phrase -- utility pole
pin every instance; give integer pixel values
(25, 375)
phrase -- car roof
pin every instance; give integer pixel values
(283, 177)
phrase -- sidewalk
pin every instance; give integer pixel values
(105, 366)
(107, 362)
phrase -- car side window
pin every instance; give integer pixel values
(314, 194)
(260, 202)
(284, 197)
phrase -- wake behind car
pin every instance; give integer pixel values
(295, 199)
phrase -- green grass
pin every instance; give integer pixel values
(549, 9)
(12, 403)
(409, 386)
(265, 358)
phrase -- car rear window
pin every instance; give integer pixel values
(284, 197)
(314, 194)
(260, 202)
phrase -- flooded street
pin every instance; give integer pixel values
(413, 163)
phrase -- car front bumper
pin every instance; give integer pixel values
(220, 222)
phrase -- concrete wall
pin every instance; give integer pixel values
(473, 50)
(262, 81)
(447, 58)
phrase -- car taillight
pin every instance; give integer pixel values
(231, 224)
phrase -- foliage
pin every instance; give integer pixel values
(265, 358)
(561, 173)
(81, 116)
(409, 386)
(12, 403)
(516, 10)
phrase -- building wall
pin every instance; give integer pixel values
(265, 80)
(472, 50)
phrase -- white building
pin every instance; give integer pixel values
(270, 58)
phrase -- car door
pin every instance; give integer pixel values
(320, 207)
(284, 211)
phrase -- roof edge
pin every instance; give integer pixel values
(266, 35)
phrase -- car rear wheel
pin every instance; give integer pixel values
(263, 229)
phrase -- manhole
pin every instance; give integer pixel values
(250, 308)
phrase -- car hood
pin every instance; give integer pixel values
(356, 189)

Work instruction -> Please return the records above in their exact form.

Solution for this problem ->
phrase -- utility pole
pin every instance; give integer pixel values
(25, 375)
phrase -- car roof
pin every instance; give integer pixel values
(283, 177)
phrase -- sidewalk
pin every instance; give integer pixel values
(105, 366)
(107, 362)
phrase -- car side window
pin every instance; give integer pixel values
(314, 194)
(260, 202)
(284, 197)
phrase -- wake behind car
pin every instance; give integer pixel values
(295, 199)
phrase -- green grass
pin every instance; give integer pixel values
(549, 9)
(12, 403)
(409, 386)
(265, 358)
phrase -- car rear window
pin every instance; give integer pixel values
(284, 197)
(314, 194)
(260, 202)
phrase -- flooded street
pin every instance; give integer pixel values
(413, 163)
phrase -- car front bumper
pin every instance; give integer pixel values
(220, 222)
phrase -- concrete wall
pin every instance; give integer pixel values
(473, 50)
(262, 81)
(447, 58)
phrase -- car taillight
pin every instance; give integer pixel values
(231, 224)
phrase -- foliage
pin every instance; give integer pixel values
(265, 358)
(561, 173)
(81, 116)
(409, 386)
(12, 403)
(516, 10)
phrase -- building wall
pin every instance; give integer pixel values
(265, 80)
(472, 50)
phrase -- white building
pin every instance; give integer pixel values
(270, 58)
phrase -- car door
pin every instance; give integer pixel values
(320, 207)
(284, 211)
phrase -- roof edge
pin every instance; give integer pixel values
(266, 35)
phrase -- car rear wheel
pin every instance; give integer pixel values
(263, 229)
phrase -- manhole
pin every instance; give integer pixel values
(250, 308)
phrase -- car hood
pin every instance; give integer pixel values
(356, 189)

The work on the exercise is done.